Converta todas as linhas dos registros abaixo em uma lista JSON de strings, com uma string por linha e sem as linhas em branco.

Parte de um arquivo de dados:
——————

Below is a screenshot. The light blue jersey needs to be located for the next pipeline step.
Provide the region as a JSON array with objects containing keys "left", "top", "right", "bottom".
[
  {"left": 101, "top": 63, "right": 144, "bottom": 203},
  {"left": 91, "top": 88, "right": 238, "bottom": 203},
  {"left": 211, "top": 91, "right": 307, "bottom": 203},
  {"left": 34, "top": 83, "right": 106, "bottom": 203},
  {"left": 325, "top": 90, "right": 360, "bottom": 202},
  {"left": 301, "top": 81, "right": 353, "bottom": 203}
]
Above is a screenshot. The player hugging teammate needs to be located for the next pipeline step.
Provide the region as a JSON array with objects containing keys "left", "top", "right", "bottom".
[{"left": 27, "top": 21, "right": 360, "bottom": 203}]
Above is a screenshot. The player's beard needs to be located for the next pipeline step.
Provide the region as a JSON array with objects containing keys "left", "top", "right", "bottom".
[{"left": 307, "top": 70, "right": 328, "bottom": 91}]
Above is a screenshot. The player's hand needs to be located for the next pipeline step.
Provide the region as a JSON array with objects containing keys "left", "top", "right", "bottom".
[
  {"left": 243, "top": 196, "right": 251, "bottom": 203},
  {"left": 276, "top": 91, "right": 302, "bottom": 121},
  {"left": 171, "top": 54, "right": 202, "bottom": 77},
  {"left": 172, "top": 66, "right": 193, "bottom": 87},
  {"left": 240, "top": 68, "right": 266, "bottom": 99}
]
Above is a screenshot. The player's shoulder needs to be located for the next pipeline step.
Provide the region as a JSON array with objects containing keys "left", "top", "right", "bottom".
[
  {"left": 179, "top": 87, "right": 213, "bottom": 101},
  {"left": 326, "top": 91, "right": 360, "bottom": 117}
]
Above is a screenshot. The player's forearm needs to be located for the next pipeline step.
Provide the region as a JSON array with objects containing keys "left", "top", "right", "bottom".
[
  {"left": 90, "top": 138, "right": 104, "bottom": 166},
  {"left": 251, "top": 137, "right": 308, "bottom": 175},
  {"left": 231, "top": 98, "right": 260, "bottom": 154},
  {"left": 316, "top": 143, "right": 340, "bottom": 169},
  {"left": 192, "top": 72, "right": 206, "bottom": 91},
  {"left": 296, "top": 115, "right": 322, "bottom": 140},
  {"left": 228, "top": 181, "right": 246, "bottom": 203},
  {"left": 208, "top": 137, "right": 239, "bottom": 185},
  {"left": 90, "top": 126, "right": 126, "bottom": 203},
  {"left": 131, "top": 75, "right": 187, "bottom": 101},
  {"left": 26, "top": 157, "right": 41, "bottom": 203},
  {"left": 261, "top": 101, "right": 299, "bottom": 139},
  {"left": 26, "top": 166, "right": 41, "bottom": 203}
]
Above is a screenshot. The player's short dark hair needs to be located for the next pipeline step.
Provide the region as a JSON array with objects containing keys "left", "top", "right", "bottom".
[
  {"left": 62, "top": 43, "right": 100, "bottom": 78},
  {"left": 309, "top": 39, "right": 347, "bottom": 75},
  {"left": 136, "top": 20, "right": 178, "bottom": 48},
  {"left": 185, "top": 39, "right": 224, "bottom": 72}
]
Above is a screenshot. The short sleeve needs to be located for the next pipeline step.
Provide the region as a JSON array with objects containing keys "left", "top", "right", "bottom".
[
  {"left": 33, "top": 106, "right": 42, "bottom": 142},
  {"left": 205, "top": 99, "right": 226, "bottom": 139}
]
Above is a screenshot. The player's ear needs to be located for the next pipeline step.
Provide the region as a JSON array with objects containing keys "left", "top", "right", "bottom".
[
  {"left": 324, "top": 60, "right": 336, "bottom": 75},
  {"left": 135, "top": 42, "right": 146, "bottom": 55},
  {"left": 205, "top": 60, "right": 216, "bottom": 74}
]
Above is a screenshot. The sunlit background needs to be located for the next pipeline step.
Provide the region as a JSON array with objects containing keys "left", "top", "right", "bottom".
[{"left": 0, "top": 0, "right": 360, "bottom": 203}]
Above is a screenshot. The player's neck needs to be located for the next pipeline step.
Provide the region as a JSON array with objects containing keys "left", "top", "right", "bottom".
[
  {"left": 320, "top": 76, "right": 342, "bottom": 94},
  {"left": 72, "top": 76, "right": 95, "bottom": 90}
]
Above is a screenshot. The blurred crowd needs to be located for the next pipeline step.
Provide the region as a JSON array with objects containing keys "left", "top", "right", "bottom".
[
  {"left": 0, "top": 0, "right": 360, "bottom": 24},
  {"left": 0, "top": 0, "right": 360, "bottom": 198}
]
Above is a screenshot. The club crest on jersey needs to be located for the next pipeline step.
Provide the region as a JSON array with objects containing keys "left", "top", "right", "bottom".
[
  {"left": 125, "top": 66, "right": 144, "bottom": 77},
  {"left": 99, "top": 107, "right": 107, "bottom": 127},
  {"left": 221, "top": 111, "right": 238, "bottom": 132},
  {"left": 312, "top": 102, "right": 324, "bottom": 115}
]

——————

*RESPOSTA CORRETA*
[
  "Below is a screenshot. The light blue jersey needs to be located for the next pipeline step.",
  "Provide the region as a JSON array with objects containing keys \"left\", \"top\", \"right\", \"bottom\".",
  "[",
  "  {\"left\": 101, \"top\": 63, \"right\": 144, \"bottom\": 203},",
  "  {\"left\": 91, \"top\": 88, \"right\": 238, \"bottom\": 203},",
  "  {\"left\": 211, \"top\": 91, \"right\": 307, \"bottom\": 203},",
  "  {\"left\": 34, \"top\": 83, \"right\": 106, \"bottom\": 203},",
  "  {\"left\": 325, \"top\": 90, \"right\": 360, \"bottom\": 202},",
  "  {\"left\": 301, \"top\": 81, \"right\": 353, \"bottom\": 203}",
  "]",
  "Above is a screenshot. The player hugging teammate needs to be located for the next pipeline step.",
  "Provide the region as a JSON array with objects containing keys \"left\", \"top\", \"right\", \"bottom\".",
  "[{\"left\": 27, \"top\": 21, \"right\": 360, \"bottom\": 203}]",
  "Above is a screenshot. The player's beard needs to be located for the next pipeline step.",
  "Provide the region as a JSON array with objects containing keys \"left\", \"top\", \"right\", \"bottom\".",
  "[{\"left\": 307, \"top\": 70, \"right\": 328, \"bottom\": 91}]",
  "Above is a screenshot. The player's hand needs to be located for the next pipeline step.",
  "Provide the region as a JSON array with objects containing keys \"left\", \"top\", \"right\", \"bottom\".",
  "[",
  "  {\"left\": 243, \"top\": 196, \"right\": 251, \"bottom\": 203},",
  "  {\"left\": 276, \"top\": 91, \"right\": 302, \"bottom\": 121},",
  "  {\"left\": 171, \"top\": 54, \"right\": 202, \"bottom\": 77},",
  "  {\"left\": 172, \"top\": 66, \"right\": 193, \"bottom\": 87},",
  "  {\"left\": 240, \"top\": 68, \"right\": 266, \"bottom\": 99}",
  "]",
  "Above is a screenshot. The player's shoulder needs to be located for the next pipeline step.",
  "Provide the region as a JSON array with objects containing keys \"left\", \"top\", \"right\", \"bottom\".",
  "[",
  "  {\"left\": 179, \"top\": 87, \"right\": 213, \"bottom\": 101},",
  "  {\"left\": 326, \"top\": 91, \"right\": 360, \"bottom\": 117}",
  "]",
  "Above is a screenshot. The player's forearm needs to be located for the next pipeline step.",
  "Provide the region as a JSON array with objects containing keys \"left\", \"top\", \"right\", \"bottom\".",
  "[",
  "  {\"left\": 90, \"top\": 138, \"right\": 104, \"bottom\": 166},",
  "  {\"left\": 251, \"top\": 137, \"right\": 308, \"bottom\": 175},",
  "  {\"left\": 231, \"top\": 98, \"right\": 260, \"bottom\": 154},",
  "  {\"left\": 316, \"top\": 143, \"right\": 340, \"bottom\": 169},",
  "  {\"left\": 192, \"top\": 72, \"right\": 206, \"bottom\": 91},",
  "  {\"left\": 296, \"top\": 115, \"right\": 322, \"bottom\": 140},",
  "  {\"left\": 228, \"top\": 181, \"right\": 246, \"bottom\": 203},",
  "  {\"left\": 208, \"top\": 137, \"right\": 239, \"bottom\": 185},",
  "  {\"left\": 90, \"top\": 126, \"right\": 126, \"bottom\": 203},",
  "  {\"left\": 131, \"top\": 75, \"right\": 187, \"bottom\": 101},",
  "  {\"left\": 26, \"top\": 157, \"right\": 41, \"bottom\": 203},",
  "  {\"left\": 261, \"top\": 101, \"right\": 299, \"bottom\": 139},",
  "  {\"left\": 26, \"top\": 166, \"right\": 41, \"bottom\": 203}",
  "]",
  "Above is a screenshot. The player's short dark hair needs to be located for the next pipeline step.",
  "Provide the region as a JSON array with objects containing keys \"left\", \"top\", \"right\", \"bottom\".",
  "[",
  "  {\"left\": 62, \"top\": 43, \"right\": 100, \"bottom\": 78},",
  "  {\"left\": 309, \"top\": 39, \"right\": 347, \"bottom\": 75},",
  "  {\"left\": 136, \"top\": 20, \"right\": 178, \"bottom\": 48},",
  "  {\"left\": 185, \"top\": 39, \"right\": 224, \"bottom\": 72}",
  "]",
  "Above is a screenshot. The short sleeve needs to be located for the next pipeline step.",
  "Provide the region as a JSON array with objects containing keys \"left\", \"top\", \"right\", \"bottom\".",
  "[",
  "  {\"left\": 33, \"top\": 106, \"right\": 42, \"bottom\": 142},",
  "  {\"left\": 205, \"top\": 99, \"right\": 226, \"bottom\": 139}",
  "]",
  "Above is a screenshot. The player's ear needs to be located for the next pipeline step.",
  "Provide the region as a JSON array with objects containing keys \"left\", \"top\", \"right\", \"bottom\".",
  "[",
  "  {\"left\": 324, \"top\": 60, \"right\": 336, \"bottom\": 75},",
  "  {\"left\": 135, \"top\": 42, \"right\": 146, \"bottom\": 55},",
  "  {\"left\": 205, \"top\": 60, \"right\": 216, \"bottom\": 74}",
  "]",
  "Above is a screenshot. The sunlit background needs to be located for the next pipeline step.",
  "Provide the region as a JSON array with objects containing keys \"left\", \"top\", \"right\", \"bottom\".",
  "[{\"left\": 0, \"top\": 0, \"right\": 360, \"bottom\": 203}]",
  "Above is a screenshot. The player's neck needs to be located for the next pipeline step.",
  "Provide the region as a JSON array with objects containing keys \"left\", \"top\", \"right\", \"bottom\".",
  "[",
  "  {\"left\": 320, \"top\": 76, \"right\": 342, \"bottom\": 94},",
  "  {\"left\": 72, \"top\": 76, \"right\": 95, \"bottom\": 90}",
  "]",
  "Above is a screenshot. The blurred crowd needs to be located for the next pipeline step.",
  "Provide the region as a JSON array with objects containing keys \"left\", \"top\", \"right\", \"bottom\".",
  "[",
  "  {\"left\": 0, \"top\": 0, \"right\": 360, \"bottom\": 24},",
  "  {\"left\": 0, \"top\": 0, \"right\": 360, \"bottom\": 198}",
  "]",
  "Above is a screenshot. The club crest on jersey needs to be located for the next pipeline step.",
  "Provide the region as a JSON array with objects containing keys \"left\", \"top\", \"right\", \"bottom\".",
  "[",
  "  {\"left\": 125, \"top\": 66, \"right\": 144, \"bottom\": 77},",
  "  {\"left\": 99, \"top\": 107, \"right\": 107, \"bottom\": 127},",
  "  {\"left\": 221, \"top\": 111, \"right\": 238, \"bottom\": 132},",
  "  {\"left\": 312, \"top\": 102, \"right\": 324, \"bottom\": 115}",
  "]"
]